REQUEST 1:
Translate this sentence from the article on higher education social media into Spanish: "Continually update all of your social media pages as your brand evolves."
REQUEST 2:
Please carry on the article on higher education social media, picking up after its last sentence.

DOCUMENT TEXT:
•••
Higher education institutions recognize the need to be on social media and are using those channels for many different purposes. You can participate in most channels inexpensively or for free. Yet, to really be effective, you need to pay to play.

Social Media Pages

First, individual social media channels offer free pages for brands to represent themselves. These pages are relatively easy to set up and offer you the opportunity to control the imagery and content on your page to follow brand standards.

Continually update all of your social media pages as your brand evolves.

Even though the page itself is a free opportunity, organic fan growth is a tough battle to take on. With over 50 million business pages on Facebook alone (Forbes), grabbing the attention of potential fans and increasing awareness of your page is hard to tackle without putting in any budget.

Social media channels allow you to set up campaigns that just focus on growing your fan base. Leverage admissions data, internal recruitment knowledge, and your current audience to create look-alike audiences that mirror those already following you on social or those similar to past applicants.

Be warned- fast growth isn’t always good growth! There is always the temptation to want to grow your fan base quickly, either with a broadly targeted campaign or even paying for fake social media fans. Neither of these options will aid in growing your brand. You’ll be stuck with fake fans that don’t interact with your content and, more importantly, will not become advocates for your institution.

Social Media Postings

Post actively with interesting content to keep your fan base engaged.

Secondly, through each of these social media channels you are able to manage your institution’s conversation. Institutions should represent themselves on each channel to control comment responses, questions, and concerns about their brand.

These posts can help engage your audience and increase brand awareness and understanding, but depending on the channel, your audience may not even see your post. For example, non-sponsored posts on Facebook reach around 16% of a page fans (Forrester). All of that creative input to only reach 16% of your fan base? That stings!
•••
INFORMATION PROVIDED:

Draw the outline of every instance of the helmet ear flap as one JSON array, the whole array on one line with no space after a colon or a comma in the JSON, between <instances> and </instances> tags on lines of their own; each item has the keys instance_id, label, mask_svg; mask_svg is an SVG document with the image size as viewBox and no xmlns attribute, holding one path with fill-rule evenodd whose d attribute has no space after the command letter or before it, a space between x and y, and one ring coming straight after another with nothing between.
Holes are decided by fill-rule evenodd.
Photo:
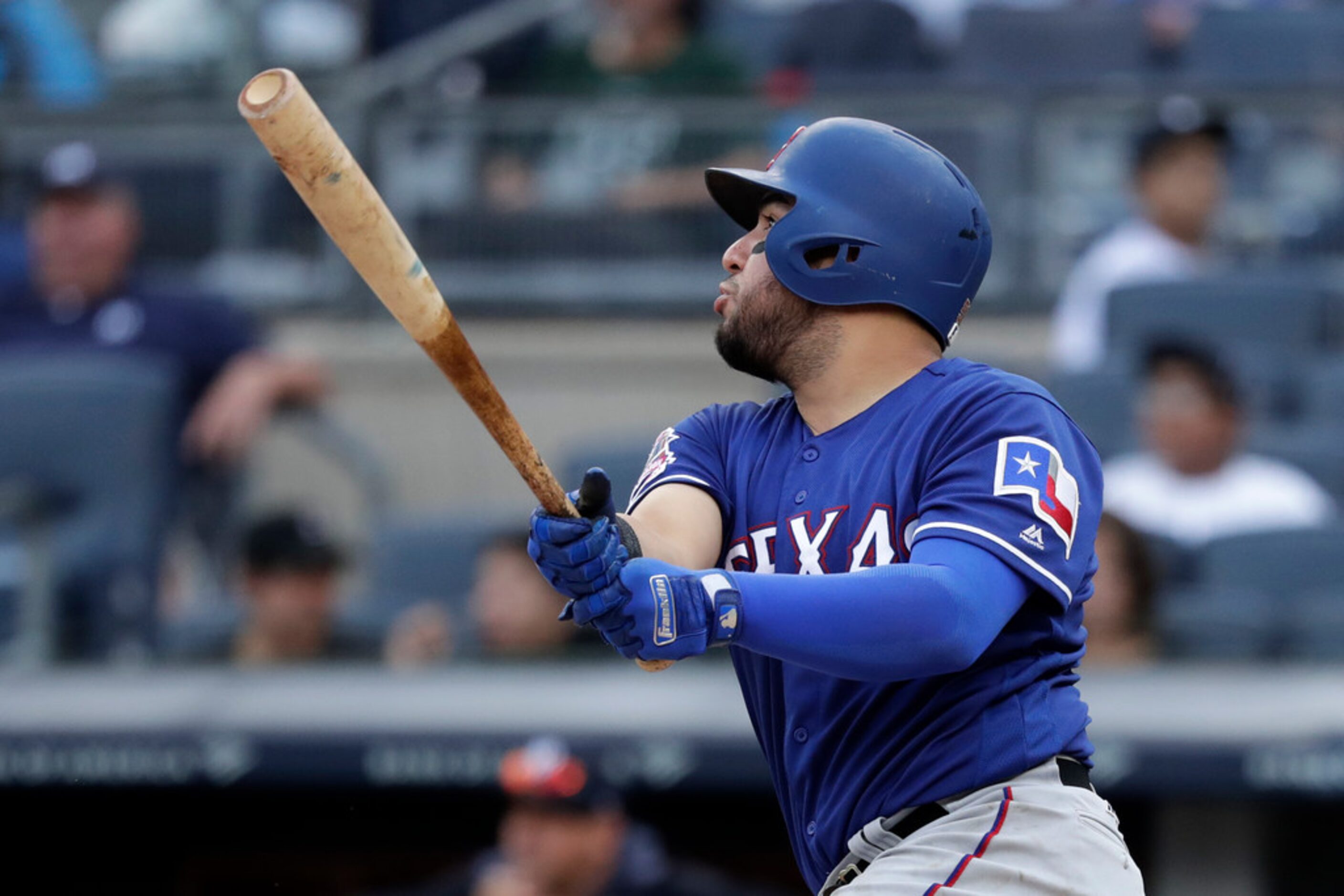
<instances>
[{"instance_id":1,"label":"helmet ear flap","mask_svg":"<svg viewBox=\"0 0 1344 896\"><path fill-rule=\"evenodd\" d=\"M849 267L859 262L864 249L870 246L878 243L852 234L808 234L788 240L785 263L804 277L847 277L852 274ZM769 249L767 242L766 250ZM804 293L798 294L808 298Z\"/></svg>"}]
</instances>

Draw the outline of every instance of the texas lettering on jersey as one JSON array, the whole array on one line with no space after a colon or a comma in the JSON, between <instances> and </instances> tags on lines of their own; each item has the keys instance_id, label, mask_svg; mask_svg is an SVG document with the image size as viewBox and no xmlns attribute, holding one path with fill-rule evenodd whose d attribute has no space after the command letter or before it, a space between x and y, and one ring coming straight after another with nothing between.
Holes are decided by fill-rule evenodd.
<instances>
[{"instance_id":1,"label":"texas lettering on jersey","mask_svg":"<svg viewBox=\"0 0 1344 896\"><path fill-rule=\"evenodd\" d=\"M892 525L895 512L886 504L874 504L857 537L843 551L836 552L831 547L832 535L837 531L840 519L848 512L848 506L823 510L817 523L813 523L810 512L788 519L784 532L793 556L797 557L798 575L857 572L898 563L910 556L909 535L917 528L914 524L918 520L906 521L902 527L902 540L898 541ZM780 525L775 523L753 528L728 545L723 568L734 572L774 572L778 539Z\"/></svg>"},{"instance_id":2,"label":"texas lettering on jersey","mask_svg":"<svg viewBox=\"0 0 1344 896\"><path fill-rule=\"evenodd\" d=\"M827 578L907 563L925 539L969 543L1032 586L1023 611L953 674L855 681L728 647L813 892L872 818L1055 755L1086 762L1073 669L1101 462L1043 388L943 359L825 433L792 396L711 406L659 435L630 512L675 482L718 505L720 567L814 578L817 600ZM749 630L750 609L732 622ZM843 649L824 621L816 637Z\"/></svg>"}]
</instances>

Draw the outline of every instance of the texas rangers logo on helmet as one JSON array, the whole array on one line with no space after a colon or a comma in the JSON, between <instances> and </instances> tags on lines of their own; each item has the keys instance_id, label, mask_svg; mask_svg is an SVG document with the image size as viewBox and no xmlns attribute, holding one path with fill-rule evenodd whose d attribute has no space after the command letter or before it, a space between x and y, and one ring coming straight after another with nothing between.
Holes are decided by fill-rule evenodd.
<instances>
[{"instance_id":1,"label":"texas rangers logo on helmet","mask_svg":"<svg viewBox=\"0 0 1344 896\"><path fill-rule=\"evenodd\" d=\"M995 494L1028 496L1036 517L1063 539L1068 559L1078 528L1078 480L1064 469L1055 446L1030 435L999 439Z\"/></svg>"}]
</instances>

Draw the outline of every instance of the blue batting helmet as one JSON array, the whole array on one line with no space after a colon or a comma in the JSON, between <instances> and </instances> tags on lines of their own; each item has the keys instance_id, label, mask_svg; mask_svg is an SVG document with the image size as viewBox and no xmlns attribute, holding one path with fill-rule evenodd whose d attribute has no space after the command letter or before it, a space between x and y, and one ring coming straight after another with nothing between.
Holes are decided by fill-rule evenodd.
<instances>
[{"instance_id":1,"label":"blue batting helmet","mask_svg":"<svg viewBox=\"0 0 1344 896\"><path fill-rule=\"evenodd\" d=\"M741 226L773 195L794 201L769 234L775 279L821 305L886 304L946 348L989 267L989 216L956 165L915 137L864 118L800 128L765 171L710 168L706 184ZM835 265L809 255L836 249Z\"/></svg>"}]
</instances>

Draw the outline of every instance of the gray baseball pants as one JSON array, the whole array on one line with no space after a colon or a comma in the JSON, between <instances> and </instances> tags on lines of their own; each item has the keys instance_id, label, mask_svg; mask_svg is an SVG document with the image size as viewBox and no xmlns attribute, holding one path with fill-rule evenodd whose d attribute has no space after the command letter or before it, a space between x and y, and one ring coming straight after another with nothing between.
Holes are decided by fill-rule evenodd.
<instances>
[{"instance_id":1,"label":"gray baseball pants","mask_svg":"<svg viewBox=\"0 0 1344 896\"><path fill-rule=\"evenodd\" d=\"M820 896L1144 893L1110 803L1064 786L1055 759L939 805L946 815L905 838L891 829L913 810L864 825Z\"/></svg>"}]
</instances>

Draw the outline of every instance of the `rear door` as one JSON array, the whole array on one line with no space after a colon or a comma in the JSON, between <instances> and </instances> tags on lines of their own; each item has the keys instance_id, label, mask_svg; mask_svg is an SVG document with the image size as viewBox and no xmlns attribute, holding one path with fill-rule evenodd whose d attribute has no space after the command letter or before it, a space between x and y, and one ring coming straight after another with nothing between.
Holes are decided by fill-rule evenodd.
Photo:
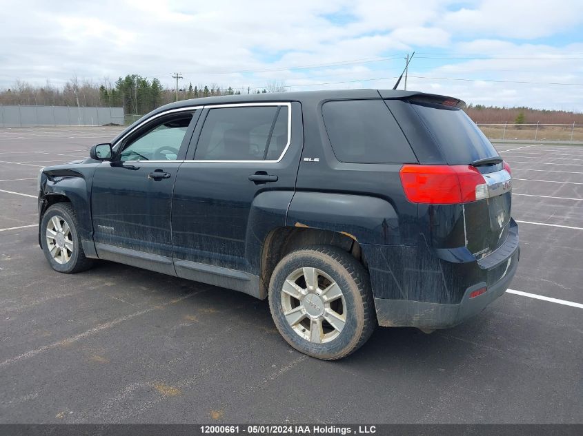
•••
OUTPUT 1:
Actualice continuamente todas sus páginas de redes sociales a medida que su marca evoluciona.

OUTPUT 2:
Each social media channel use algorithms to determine what posts are shown when and to whom. To counteract those limitations, set up engagement campaigns on your posts. Set targeting parameters for each post to maximize ROI. For example, if your post is geared toward drawing in new applicants, set age and education parameters to target the next generation of students. If there is a post you need current students to see, target the current page fans and those who have listed your institution as their current college.

Targeted Advertising

Lastly, it’s often great to share your story and engage with your fans. Ultimately, one of your main goals is to increase the interest of qualified applicants. Targeted social media campaigns allow you to create advertisements. Targeted campaigns aid in increasing awareness and reach, provide information and engagement during the consideration and research phases, and convert social media users to apply. These more actionable advertising campaigns allow you to better meet the goals and objectives of your institution’s overall marketing plan. For example:

  • Advertise alumni events to users who have your institution as their “previous education” in their profile
  • Encourage current students to sign up for on-campus activities
  • Advertise master’s programs to college graduates that live around campus
  • Post student generated content to showcase student life to potential applicants

Whether you are interested in focusing on growing your social media presence, engaging with current fans, or looking to meet specific marketing goals, with the right targeting and budget allocation, you’ll see the best of social media in action!